# START OF PROVIDED DATA

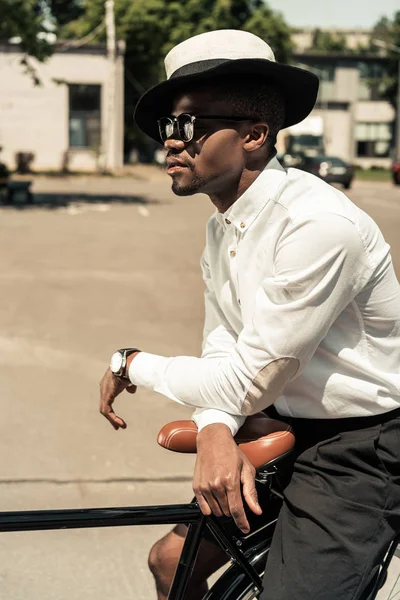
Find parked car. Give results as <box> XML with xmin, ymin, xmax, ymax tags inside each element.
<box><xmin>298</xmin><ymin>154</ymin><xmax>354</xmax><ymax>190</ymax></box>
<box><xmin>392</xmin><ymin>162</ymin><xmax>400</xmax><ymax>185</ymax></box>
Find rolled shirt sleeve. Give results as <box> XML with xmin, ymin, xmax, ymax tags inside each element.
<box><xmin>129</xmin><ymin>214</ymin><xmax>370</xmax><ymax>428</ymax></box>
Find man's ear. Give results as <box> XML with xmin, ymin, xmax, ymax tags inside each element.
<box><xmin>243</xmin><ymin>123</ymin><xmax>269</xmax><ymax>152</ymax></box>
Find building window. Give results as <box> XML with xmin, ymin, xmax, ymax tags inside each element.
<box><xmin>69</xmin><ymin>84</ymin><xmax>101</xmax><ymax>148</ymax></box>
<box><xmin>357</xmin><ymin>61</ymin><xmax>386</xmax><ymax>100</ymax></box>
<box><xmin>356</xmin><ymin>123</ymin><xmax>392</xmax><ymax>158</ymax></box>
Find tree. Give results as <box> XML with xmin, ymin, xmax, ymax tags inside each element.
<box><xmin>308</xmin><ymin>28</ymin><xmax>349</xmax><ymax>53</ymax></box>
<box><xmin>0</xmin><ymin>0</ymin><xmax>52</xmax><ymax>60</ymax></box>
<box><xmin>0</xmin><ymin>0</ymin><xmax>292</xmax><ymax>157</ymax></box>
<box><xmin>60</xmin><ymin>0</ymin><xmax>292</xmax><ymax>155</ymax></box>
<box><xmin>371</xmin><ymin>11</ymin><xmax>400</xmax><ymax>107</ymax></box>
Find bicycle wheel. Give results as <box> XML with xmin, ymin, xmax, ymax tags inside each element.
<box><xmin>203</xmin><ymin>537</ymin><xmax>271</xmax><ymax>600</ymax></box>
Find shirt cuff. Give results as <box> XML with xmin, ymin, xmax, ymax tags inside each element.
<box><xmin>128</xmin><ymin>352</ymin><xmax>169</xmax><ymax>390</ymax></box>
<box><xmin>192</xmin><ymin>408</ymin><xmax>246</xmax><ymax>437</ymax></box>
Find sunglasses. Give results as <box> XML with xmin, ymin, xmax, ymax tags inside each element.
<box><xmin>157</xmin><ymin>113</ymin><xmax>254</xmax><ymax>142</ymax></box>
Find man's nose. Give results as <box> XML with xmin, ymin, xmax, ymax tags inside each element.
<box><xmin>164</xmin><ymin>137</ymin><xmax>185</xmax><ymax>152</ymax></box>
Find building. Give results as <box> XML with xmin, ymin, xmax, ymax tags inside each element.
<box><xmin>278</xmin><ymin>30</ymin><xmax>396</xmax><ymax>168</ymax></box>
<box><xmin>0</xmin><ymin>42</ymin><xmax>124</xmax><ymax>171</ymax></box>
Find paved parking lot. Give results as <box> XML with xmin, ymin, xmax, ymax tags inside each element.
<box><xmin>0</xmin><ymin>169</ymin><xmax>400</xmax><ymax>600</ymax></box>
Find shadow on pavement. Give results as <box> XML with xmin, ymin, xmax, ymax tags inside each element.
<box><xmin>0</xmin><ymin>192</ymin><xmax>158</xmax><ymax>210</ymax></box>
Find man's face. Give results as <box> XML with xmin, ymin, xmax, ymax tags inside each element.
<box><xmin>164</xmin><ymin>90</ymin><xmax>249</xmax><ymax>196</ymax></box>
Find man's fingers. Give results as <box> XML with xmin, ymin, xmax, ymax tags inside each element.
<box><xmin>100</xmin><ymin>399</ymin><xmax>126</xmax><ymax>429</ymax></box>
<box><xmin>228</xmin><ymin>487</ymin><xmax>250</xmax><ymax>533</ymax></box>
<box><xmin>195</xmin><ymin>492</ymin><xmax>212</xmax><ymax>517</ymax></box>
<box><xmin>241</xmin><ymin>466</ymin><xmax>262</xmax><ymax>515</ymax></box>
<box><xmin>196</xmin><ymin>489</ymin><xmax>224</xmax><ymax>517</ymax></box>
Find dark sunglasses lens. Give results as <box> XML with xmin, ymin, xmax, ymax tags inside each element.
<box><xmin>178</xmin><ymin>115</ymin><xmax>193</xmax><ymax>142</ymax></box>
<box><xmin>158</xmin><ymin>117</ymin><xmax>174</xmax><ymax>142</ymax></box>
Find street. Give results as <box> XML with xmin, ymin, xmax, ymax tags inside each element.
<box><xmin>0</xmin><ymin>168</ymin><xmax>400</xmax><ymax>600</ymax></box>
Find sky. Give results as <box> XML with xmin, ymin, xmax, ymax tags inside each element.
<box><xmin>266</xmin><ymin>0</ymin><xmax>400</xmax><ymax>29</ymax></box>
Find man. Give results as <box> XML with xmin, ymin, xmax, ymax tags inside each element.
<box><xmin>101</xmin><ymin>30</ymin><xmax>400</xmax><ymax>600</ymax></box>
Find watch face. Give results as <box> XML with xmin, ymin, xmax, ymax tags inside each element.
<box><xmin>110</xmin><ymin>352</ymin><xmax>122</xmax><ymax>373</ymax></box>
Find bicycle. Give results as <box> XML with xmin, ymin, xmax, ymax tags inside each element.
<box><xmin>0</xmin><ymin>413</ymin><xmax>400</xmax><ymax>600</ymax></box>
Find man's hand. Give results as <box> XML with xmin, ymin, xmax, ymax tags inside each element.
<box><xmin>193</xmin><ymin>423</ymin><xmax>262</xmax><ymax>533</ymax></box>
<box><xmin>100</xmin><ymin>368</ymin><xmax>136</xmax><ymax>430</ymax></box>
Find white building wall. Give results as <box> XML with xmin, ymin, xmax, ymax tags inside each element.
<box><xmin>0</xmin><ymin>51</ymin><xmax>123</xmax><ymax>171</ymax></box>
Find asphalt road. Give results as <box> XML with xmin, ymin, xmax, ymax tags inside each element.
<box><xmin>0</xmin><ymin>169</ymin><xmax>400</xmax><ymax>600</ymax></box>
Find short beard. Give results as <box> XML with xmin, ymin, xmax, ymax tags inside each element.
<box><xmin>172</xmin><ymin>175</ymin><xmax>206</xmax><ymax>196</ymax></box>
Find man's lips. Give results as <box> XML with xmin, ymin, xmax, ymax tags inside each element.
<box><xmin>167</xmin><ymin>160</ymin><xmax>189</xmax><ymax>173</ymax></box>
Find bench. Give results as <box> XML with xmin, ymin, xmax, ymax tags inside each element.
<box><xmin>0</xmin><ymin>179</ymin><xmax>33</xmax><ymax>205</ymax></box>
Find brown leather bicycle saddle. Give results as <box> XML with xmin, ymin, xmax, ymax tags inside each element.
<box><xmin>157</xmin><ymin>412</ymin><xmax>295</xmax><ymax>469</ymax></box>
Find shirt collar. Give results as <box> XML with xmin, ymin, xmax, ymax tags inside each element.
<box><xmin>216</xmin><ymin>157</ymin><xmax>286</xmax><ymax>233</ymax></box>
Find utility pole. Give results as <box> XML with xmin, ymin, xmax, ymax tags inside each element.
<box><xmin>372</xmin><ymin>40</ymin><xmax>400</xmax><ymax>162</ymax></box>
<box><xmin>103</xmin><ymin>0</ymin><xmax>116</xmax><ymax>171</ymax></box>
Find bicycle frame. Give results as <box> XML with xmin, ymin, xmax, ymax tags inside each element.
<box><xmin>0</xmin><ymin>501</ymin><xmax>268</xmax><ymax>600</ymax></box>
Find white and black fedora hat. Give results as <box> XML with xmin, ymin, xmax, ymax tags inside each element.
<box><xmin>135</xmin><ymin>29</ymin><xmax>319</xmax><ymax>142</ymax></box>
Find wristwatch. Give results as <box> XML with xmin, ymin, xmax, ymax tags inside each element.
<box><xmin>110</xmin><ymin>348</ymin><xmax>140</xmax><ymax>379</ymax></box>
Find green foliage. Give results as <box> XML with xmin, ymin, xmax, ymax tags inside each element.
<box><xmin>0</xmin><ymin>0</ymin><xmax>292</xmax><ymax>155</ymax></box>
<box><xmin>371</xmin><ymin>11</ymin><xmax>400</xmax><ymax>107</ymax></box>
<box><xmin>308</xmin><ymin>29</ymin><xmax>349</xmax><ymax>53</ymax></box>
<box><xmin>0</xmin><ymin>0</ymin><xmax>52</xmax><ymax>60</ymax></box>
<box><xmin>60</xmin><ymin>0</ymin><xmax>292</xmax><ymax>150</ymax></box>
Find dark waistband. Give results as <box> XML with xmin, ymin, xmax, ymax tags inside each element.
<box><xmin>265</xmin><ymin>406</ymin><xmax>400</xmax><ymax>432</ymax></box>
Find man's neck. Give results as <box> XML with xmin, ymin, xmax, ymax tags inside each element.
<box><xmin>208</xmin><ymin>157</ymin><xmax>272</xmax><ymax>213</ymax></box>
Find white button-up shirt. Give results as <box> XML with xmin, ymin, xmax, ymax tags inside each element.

# END OF PROVIDED DATA

▶ [PROBLEM TO WORK ON]:
Beginning with the line that contains "Find dark waistband.", quote each line exactly through the last line of the entries above, and nothing beyond them.

▶ [RESULT OF THE EXERCISE]:
Find dark waistband. Give results as <box> XML with xmin, ymin, xmax, ymax tags inside each element.
<box><xmin>265</xmin><ymin>406</ymin><xmax>400</xmax><ymax>432</ymax></box>
Find man's neck. Give results as <box> XML with xmin, ymin, xmax, ymax tags inside each element.
<box><xmin>208</xmin><ymin>157</ymin><xmax>272</xmax><ymax>213</ymax></box>
Find white button-up shirt. Give results as <box> XML with xmin, ymin, xmax, ymax tags inside each element.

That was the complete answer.